_TEXT PASSAGE:_
* * * *

In the broad spectrum of crime, there can be no denying terrorism is in a category all by itself. It is the worst. If Bernie Madoff and Mohammad Atta were overbooked for the same firing squad, I think 99% of all those polled would pardon Madoff and perhaps even volunteer for trigger pulling duty against Atta.
In Boston, for example, how utterly despicable it is to pack nails, BBs, and ball bearings around a bomb you intend to detonate at a family event. You don’t care if the victims are little old ladies, babies, children, men, women, teenagers, Catholics, atheists, Muslims, cats or dogs. To kill or attempt to kill or maim on a large scale – and indiscriminately at that – is nothing short of demonic.
I think of terrorism as a malevolent cancer that keeps coming back. I read a column earlier today at cnn.com by LZ Granderson that expressed it better than I can. Here is an excerpt:
If September 11, 2001, made you cry, then April 15, 2013, should make you angry.
All of the laws, the creation of Homeland Security, the trillions spent, the political grandstanding and debates and yet the best we can do is make the country safer. We will never, ever be safe again. Not in the way many of us remember being safe growing up.
When I’m in a large crowded space, I check for emergency exits … and I hate it.
But like love and good, evil is an omnipresent force imposing itself on the rest of society like an untreatable cancer. So while Obama telling the American people those responsible will “feel the full weight of justice,” we are haunted by the fact that “justice” won’t bring the victims back.
“Justice” won’t undo the fear embedded in the people who were closest to the blast. “Justice” won’t take us back to September 10, 2001 … back before the word “terrorism” was on the tip of every American’s tongue.

* * * *

_PROBLEM 1:_ In the passage on terrorism, why does the quoted column say Americans remain haunted even after being promised that those responsible will "feel the full weight of justice"?
_PROBLEM 2:_ According to the passage on terrorism, who wrote the cnn.com column that the writer quotes?

* * * *

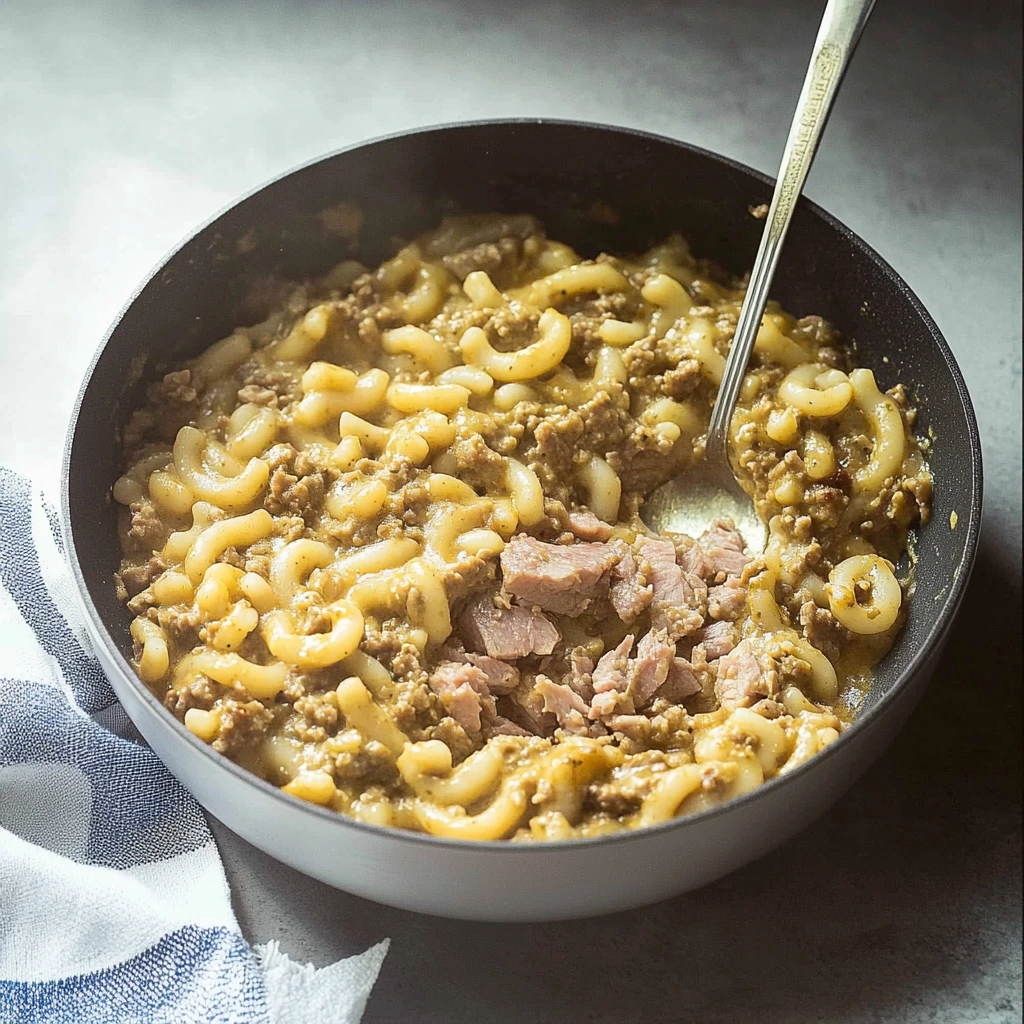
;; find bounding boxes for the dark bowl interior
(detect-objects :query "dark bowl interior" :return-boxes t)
[65,121,981,729]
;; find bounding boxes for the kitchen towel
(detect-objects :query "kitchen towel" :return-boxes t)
[0,468,388,1024]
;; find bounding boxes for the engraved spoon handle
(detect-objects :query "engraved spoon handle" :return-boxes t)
[706,0,874,469]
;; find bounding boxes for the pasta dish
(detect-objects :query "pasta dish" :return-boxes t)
[113,215,931,840]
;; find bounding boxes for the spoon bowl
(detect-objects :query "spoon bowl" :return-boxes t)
[640,459,767,555]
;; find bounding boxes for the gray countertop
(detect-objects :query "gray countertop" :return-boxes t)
[0,0,1021,1024]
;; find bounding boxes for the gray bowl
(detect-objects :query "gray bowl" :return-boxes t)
[61,121,982,921]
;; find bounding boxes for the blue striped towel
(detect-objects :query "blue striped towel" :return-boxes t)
[0,468,387,1024]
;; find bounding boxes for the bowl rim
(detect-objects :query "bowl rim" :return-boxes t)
[60,117,983,857]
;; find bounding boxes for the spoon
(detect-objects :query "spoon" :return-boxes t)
[642,0,874,554]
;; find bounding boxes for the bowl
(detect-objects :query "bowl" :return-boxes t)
[61,120,982,922]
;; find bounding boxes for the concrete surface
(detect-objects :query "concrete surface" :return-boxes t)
[0,0,1021,1024]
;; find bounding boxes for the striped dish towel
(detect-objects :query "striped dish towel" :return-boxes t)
[0,468,387,1024]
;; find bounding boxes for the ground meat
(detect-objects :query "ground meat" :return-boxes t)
[293,689,341,743]
[213,699,273,756]
[708,575,746,622]
[451,433,506,495]
[263,444,336,521]
[238,384,278,409]
[128,498,170,554]
[569,509,611,541]
[483,715,534,739]
[164,676,224,719]
[606,707,692,757]
[663,359,701,401]
[236,358,302,407]
[124,370,202,454]
[800,600,851,662]
[118,555,167,598]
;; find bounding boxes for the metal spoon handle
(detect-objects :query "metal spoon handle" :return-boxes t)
[706,0,874,466]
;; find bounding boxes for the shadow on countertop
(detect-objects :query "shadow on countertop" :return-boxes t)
[215,538,1022,1024]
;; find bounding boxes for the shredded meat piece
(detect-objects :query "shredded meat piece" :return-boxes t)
[715,637,778,708]
[658,657,702,703]
[693,622,739,662]
[590,635,634,719]
[697,519,751,583]
[501,534,621,615]
[641,537,707,640]
[429,662,495,734]
[562,647,594,703]
[459,594,558,662]
[608,544,654,626]
[441,647,519,696]
[534,675,590,735]
[630,630,676,708]
[593,636,633,693]
[708,575,746,622]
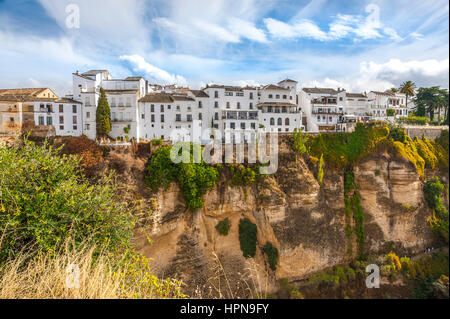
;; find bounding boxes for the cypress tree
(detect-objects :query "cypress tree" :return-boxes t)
[96,88,111,136]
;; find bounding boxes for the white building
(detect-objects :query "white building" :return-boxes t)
[299,88,346,132]
[0,88,82,136]
[258,79,304,133]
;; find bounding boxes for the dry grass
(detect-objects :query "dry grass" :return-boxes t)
[0,245,184,299]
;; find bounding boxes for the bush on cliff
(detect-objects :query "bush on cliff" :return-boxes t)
[145,144,219,210]
[239,218,257,258]
[0,140,133,260]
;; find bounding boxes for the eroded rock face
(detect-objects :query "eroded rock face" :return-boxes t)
[355,154,432,253]
[137,146,440,297]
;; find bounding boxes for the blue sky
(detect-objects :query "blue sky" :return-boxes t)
[0,0,449,95]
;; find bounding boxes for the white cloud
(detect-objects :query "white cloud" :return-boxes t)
[229,18,268,43]
[264,4,402,41]
[120,54,187,85]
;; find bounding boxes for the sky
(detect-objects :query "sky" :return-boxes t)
[0,0,449,95]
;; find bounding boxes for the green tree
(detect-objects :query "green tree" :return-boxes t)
[96,88,111,137]
[400,81,416,108]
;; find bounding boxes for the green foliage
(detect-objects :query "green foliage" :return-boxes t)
[152,138,163,146]
[145,144,219,210]
[262,242,278,271]
[423,177,449,244]
[96,88,111,136]
[397,116,430,125]
[239,218,257,258]
[386,109,395,116]
[216,217,231,236]
[389,127,408,143]
[307,123,389,169]
[0,140,133,260]
[317,154,324,185]
[292,128,308,154]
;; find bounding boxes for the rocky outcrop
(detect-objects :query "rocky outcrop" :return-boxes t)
[137,142,442,297]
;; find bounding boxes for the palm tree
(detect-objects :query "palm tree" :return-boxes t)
[400,81,416,108]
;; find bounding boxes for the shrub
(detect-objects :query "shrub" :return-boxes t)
[239,218,257,258]
[423,177,449,243]
[398,116,430,125]
[386,109,395,116]
[263,242,278,271]
[0,140,133,260]
[152,138,163,146]
[292,129,308,154]
[317,154,323,185]
[145,144,219,210]
[230,165,259,186]
[389,127,408,143]
[62,135,103,177]
[216,217,231,236]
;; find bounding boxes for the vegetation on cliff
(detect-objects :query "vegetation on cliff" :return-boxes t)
[145,144,219,210]
[423,177,449,244]
[0,140,184,299]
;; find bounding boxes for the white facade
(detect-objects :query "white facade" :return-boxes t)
[367,91,409,121]
[73,70,148,140]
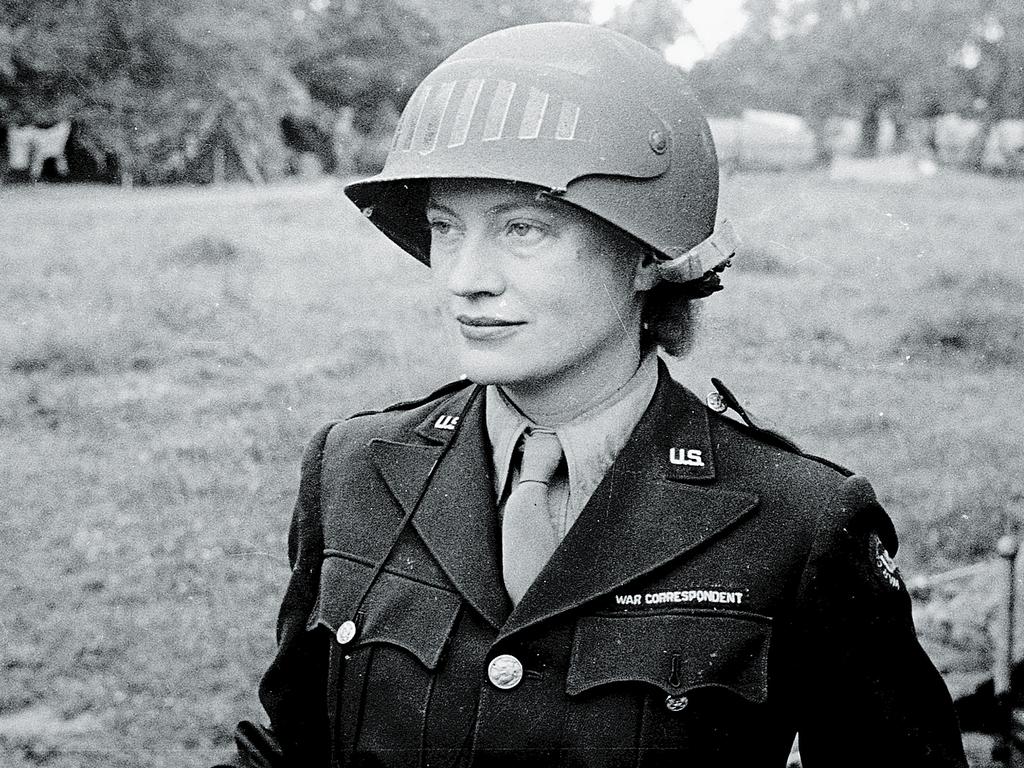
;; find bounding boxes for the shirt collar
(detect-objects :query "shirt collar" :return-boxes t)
[484,352,657,514]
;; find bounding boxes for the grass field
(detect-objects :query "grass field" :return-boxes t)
[0,172,1024,768]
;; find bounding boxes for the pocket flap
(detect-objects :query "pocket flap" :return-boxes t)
[565,612,771,703]
[308,555,462,669]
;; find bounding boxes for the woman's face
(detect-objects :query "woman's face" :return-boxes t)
[427,179,649,405]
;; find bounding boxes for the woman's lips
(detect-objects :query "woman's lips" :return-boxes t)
[456,314,525,341]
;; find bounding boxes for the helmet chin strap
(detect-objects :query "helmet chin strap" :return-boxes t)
[657,219,739,298]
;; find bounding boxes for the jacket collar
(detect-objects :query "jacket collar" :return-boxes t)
[371,386,511,629]
[371,364,758,639]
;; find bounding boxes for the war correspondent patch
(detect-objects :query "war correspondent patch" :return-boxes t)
[612,589,746,608]
[870,534,901,590]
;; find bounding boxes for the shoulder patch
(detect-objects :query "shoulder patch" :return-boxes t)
[707,377,855,477]
[348,379,473,419]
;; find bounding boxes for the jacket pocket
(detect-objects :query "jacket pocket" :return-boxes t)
[307,555,461,670]
[565,611,771,703]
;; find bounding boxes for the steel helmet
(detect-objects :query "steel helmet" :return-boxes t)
[345,23,734,295]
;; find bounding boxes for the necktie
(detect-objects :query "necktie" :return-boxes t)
[502,429,562,604]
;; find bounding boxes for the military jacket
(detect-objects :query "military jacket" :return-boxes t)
[224,367,967,768]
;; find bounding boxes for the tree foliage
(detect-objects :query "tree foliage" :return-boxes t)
[0,0,585,181]
[693,0,1024,153]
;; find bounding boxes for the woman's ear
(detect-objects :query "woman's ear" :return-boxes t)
[633,248,662,291]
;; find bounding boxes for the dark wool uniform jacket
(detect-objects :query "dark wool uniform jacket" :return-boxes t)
[224,367,967,768]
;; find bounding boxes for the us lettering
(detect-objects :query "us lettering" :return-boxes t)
[669,449,705,467]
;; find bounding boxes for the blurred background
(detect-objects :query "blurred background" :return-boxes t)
[0,0,1024,768]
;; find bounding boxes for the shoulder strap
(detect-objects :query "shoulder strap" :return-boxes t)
[708,377,855,477]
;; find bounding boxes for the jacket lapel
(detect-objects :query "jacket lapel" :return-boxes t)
[499,368,758,639]
[371,387,511,629]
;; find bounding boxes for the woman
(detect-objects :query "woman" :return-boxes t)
[220,24,966,768]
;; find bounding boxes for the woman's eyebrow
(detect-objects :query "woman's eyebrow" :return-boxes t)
[426,198,455,216]
[487,198,557,215]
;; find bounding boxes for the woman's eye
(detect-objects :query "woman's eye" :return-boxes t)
[430,219,452,237]
[505,221,545,243]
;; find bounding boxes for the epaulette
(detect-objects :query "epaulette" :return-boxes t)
[345,379,473,421]
[707,377,855,477]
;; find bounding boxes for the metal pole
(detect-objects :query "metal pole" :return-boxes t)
[992,534,1019,766]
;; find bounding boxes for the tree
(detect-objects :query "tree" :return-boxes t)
[692,0,1024,152]
[0,0,305,182]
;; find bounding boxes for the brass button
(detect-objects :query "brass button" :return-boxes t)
[334,621,355,645]
[487,653,522,690]
[705,392,729,414]
[665,695,690,712]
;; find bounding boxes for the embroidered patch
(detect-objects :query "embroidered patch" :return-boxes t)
[870,534,902,590]
[669,449,705,467]
[612,588,746,607]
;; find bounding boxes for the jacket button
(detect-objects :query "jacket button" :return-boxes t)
[705,392,729,414]
[334,621,355,645]
[487,653,522,690]
[665,695,690,712]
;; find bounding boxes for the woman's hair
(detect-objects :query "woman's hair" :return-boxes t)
[590,215,700,357]
[640,281,700,357]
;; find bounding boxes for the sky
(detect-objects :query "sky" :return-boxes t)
[591,0,745,70]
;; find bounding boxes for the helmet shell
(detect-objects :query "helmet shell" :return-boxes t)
[345,23,718,263]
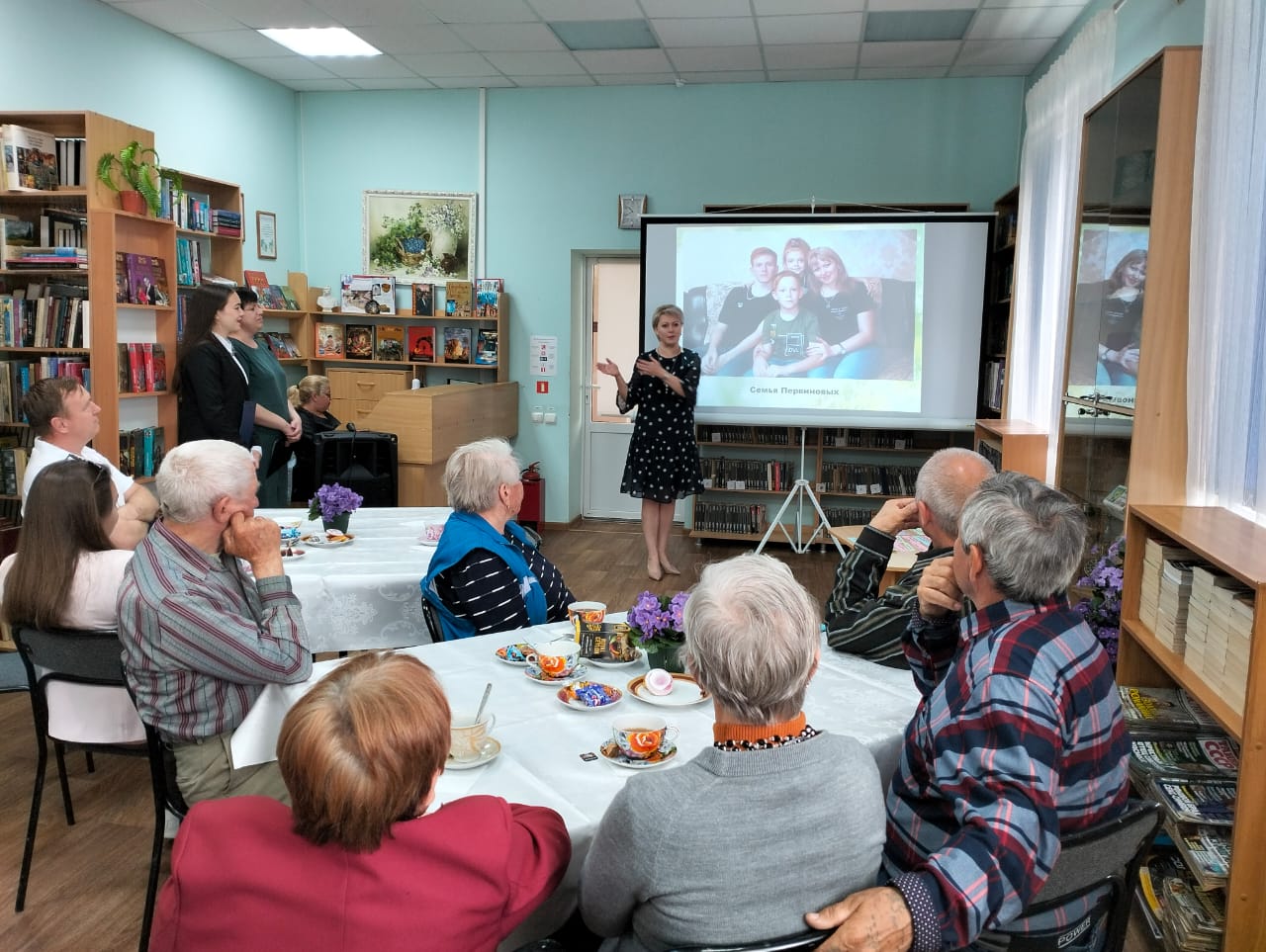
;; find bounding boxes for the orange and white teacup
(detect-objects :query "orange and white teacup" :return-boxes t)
[523,638,580,680]
[567,601,606,624]
[611,714,678,761]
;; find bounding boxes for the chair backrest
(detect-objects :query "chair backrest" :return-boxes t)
[313,430,399,506]
[14,626,145,744]
[670,929,832,952]
[977,800,1161,952]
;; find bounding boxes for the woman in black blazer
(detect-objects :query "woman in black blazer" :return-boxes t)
[172,285,254,447]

* * * *

_RESPONSE BOX 1:_ Justice won't bring the victims back or undo the fear felt by the people closest to the blast. It also won't return the country to the time before September 10, 2001, when "terrorism" was not yet on every American's tongue.

_RESPONSE BOX 2:_ LZ Granderson